### ПРЕДЛОЖЕННЫЙ ОТРЫВОК
Когда Боголюбов вернулся домой, то явились к нему секретарь Тургенева Онегин и Харламов.
– Грустна наша встреча, господа, – опечаленно вымолвил Боголюбов.
– А каковы проводы покойнику из дома его г-жей и г-ми Виардо – так и собаку любимую лучше провожают, – сказал возмущенно Онегин, – ведь мы оттуда.
– Ничего не ели до сих пор, поднялись в 8 часов. Приехали в Буживаль с холстами, рамами, хотим взойти – дворник говорит: «Никого не велено принимать».
– «Да мы к покойнику».
– «К покойнику, так поезжайте в Париж, он теперь сдан в церковь».
– «Да ведь он умер в понедельник, в час пополудни».
– «Это правда, но вчера работали целый день, резали, зашивали доктора, ваш консул был и священник, ну и управились, а сегодня отвезли».
– «Ну, так поздравляю вас с новыми хозяевами». Побрели на станцию железной дороги. Ждали, конечно, зашли в церковь и к вам. Дайте есть», – сказал Онегин.
За завтраком Боголюбов узнал, что никому, кроме вышесказанных деятелей, знать не дали, что приглашений никаких не будет, а о дне похорон объявится в газетах, что снята фотография, что Тургенев-скульптор, племянник покойного, снял маску и руку гипсовые. И то спасибо, что, проживая в Буживале, услышал он о смерти Ивана Сергеевича от своей коровницы, отпускавшей ежедневно два раза молоко покойному, что накануне при агонии был князь Орлов с сыновьями, которого едва допустили взглянуть на умирающего. Полина Виардо не заморачивалась с мертвым телом, и на следующий день после смерти оно было спешно помещено в гроб и перевезено в Париж.

### ВЫДЕРЖКИ ИЗ ЗАПИСЕЙ
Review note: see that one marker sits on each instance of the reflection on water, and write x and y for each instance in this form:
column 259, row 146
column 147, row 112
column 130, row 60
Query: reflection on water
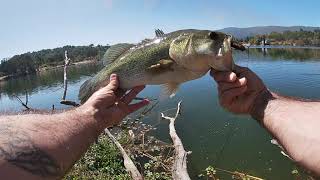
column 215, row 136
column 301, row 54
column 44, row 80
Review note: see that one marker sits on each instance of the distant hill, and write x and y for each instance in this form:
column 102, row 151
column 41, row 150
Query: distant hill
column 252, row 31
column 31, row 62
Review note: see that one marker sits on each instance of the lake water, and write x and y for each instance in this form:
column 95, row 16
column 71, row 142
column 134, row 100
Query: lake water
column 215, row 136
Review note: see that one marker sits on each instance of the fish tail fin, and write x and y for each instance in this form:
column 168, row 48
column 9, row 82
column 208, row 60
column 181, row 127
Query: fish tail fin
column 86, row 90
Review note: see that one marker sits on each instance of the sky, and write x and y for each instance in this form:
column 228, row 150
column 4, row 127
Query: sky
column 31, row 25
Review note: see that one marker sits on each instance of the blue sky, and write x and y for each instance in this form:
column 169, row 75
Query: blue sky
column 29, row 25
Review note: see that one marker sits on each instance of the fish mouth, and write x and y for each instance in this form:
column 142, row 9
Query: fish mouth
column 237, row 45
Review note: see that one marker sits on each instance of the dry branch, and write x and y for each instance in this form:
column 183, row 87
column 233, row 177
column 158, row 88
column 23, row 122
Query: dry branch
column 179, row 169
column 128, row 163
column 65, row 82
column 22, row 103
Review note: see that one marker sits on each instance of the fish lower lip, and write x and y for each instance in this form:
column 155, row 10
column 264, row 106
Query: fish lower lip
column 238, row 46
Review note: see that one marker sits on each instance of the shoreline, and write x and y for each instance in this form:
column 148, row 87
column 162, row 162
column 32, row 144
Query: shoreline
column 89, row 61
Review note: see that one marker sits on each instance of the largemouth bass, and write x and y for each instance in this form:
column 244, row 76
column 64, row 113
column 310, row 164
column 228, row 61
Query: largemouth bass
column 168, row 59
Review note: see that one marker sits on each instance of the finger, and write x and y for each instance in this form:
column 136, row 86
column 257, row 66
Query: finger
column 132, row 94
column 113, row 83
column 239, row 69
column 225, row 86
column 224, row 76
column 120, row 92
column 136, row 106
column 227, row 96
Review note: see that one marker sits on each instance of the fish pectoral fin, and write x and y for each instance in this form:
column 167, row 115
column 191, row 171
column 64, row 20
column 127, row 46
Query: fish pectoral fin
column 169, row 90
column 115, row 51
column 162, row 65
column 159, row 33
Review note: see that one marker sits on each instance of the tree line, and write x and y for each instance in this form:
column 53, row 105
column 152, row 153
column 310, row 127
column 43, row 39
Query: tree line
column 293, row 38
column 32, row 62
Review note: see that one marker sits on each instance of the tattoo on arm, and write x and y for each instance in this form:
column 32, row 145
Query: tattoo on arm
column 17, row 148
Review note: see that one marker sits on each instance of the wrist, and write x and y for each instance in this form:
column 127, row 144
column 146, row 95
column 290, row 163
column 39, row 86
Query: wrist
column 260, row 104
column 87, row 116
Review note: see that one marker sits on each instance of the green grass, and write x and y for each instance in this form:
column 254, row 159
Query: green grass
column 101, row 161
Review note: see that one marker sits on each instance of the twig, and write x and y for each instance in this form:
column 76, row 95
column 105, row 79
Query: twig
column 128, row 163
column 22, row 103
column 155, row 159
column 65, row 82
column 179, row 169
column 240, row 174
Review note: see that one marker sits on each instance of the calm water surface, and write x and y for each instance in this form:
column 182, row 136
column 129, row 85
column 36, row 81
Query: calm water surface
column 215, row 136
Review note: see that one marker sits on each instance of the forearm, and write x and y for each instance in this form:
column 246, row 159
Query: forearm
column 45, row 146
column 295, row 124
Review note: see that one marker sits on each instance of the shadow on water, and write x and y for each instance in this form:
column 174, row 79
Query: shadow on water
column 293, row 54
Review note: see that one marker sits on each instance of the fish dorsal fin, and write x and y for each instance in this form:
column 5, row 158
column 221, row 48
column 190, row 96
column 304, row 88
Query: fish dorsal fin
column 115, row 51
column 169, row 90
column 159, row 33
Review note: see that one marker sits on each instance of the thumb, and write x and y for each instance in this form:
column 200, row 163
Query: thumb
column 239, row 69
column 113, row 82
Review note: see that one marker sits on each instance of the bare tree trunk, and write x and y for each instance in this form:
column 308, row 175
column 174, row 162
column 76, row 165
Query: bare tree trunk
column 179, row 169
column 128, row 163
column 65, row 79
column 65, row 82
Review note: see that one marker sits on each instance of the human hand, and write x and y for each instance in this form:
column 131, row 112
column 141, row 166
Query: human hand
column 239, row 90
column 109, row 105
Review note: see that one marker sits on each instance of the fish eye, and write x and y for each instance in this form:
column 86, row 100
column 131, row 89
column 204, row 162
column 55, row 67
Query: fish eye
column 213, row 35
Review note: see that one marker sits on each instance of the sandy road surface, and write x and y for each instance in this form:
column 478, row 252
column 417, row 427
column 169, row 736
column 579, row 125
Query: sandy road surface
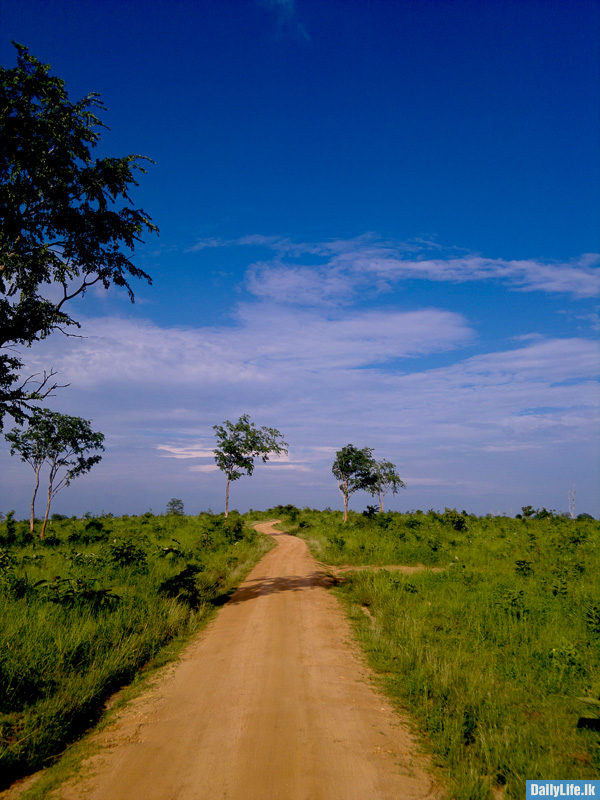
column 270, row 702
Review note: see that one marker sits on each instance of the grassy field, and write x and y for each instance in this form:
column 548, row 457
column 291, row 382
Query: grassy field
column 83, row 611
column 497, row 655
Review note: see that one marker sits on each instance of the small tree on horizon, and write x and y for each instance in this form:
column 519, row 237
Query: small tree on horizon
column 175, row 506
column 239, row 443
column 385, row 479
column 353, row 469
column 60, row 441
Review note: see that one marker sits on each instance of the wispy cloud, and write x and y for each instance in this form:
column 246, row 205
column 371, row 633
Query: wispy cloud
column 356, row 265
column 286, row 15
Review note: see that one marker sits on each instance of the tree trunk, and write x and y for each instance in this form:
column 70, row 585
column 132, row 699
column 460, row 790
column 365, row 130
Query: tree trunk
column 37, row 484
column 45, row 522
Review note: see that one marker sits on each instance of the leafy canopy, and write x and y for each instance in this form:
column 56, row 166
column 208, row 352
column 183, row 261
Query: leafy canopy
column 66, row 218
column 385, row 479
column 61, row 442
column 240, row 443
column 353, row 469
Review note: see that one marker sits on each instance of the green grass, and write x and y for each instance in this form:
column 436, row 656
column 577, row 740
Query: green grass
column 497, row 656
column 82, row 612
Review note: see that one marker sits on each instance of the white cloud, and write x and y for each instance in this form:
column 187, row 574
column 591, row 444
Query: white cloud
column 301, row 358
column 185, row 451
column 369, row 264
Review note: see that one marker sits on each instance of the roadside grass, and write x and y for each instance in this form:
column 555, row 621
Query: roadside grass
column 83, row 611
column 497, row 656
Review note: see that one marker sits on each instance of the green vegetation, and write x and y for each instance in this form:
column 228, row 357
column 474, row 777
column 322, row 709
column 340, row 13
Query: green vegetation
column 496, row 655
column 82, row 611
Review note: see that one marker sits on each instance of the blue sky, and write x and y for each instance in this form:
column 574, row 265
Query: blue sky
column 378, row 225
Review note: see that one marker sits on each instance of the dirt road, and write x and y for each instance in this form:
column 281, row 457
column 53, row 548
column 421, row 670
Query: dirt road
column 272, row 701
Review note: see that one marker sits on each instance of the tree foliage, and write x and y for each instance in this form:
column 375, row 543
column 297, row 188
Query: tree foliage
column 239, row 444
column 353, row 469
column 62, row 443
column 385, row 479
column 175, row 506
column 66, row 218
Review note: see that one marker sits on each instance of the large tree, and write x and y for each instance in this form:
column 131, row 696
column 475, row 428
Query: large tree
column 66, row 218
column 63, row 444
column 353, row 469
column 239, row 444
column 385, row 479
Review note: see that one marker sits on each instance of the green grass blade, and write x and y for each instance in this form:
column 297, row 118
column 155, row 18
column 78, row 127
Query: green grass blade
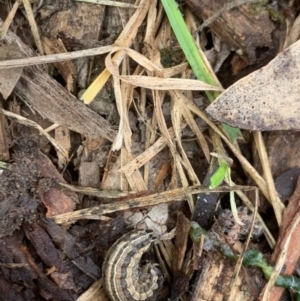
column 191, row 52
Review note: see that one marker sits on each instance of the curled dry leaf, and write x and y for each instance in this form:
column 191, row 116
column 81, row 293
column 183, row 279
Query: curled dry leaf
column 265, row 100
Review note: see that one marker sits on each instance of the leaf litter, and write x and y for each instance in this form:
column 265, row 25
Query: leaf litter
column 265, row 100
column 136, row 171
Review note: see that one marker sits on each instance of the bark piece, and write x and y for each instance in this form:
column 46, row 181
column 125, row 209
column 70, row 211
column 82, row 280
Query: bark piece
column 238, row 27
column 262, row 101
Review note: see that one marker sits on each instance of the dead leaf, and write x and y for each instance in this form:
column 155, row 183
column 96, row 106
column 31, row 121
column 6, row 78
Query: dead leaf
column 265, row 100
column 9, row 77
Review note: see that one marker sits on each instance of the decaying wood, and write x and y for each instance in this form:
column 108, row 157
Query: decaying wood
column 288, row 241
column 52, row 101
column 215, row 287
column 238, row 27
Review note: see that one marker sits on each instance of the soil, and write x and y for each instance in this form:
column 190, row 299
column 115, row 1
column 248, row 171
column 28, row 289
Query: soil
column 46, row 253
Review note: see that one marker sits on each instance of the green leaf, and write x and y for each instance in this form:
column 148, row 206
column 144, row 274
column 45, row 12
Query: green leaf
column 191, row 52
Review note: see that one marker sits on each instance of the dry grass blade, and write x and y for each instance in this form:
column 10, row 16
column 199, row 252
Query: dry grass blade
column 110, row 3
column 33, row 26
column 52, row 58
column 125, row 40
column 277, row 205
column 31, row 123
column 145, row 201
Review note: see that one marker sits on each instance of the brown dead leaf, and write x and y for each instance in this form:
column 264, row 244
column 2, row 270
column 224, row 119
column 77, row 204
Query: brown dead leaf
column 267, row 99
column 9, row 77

### ПИСЬМЕННОЕ ЗАДАНИЕ 1
Повторите дословно часть отрывка о смерти Тургенева от слов «За завтраком Боголюбов» до слов «перевезено в Париж.» включительно.
### ПИСЬМЕННОЕ ЗАДАНИЕ 2
Продолжите, пожалуйста, отрывок о смерти Тургенева, начиная сразу после его последнего предложения.

### РЕЗУЛЬТАТ УПРАЖНЕНИЯ 1
За завтраком Боголюбов узнал, что никому, кроме вышесказанных деятелей, знать не дали, что приглашений никаких не будет, а о дне похорон объявится в газетах, что снята фотография, что Тургенев-скульптор, племянник покойного, снял маску и руку гипсовые. И то спасибо, что, проживая в Буживале, услышал он о смерти Ивана Сергеевича от своей коровницы, отпускавшей ежедневно два раза молоко покойному, что накануне при агонии был князь Орлов с сыновьями, которого едва допустили взглянуть на умирающего. Полина Виардо не заморачивалась с мертвым телом, и на следующий день после смерти оно было спешно помещено в гроб и перевезено в Париж.

### РЕЗУЛЬТАТ УПРАЖНЕНИЯ 2
Далее из воспоминаний Боголюбова: «Пришёл отец Дмитрий Васильев. От него я узнал, что похороны назначены на пятницу, что был вопрос хоронить 2‐м классом, но порешили на 3‐й, про время отвоза гроба в Россию выяснит М.М. Стасюлевич, живущий теперь в Динаре и бывший час спустя по отходе Ивана Сергеевича в Буживале.
О похоронах в церкви не скажу много, всё это известно из газет… Речей не было. В России ведь миряне не произносят их в храмах, а говорят на кладбищах.
Отец Васильев сказал хорошую речь, где он упомянул о Тургеневе как земляке, он из Орла, так было очень прочувствованно. Людей, любивших покойного, в церкви было много…»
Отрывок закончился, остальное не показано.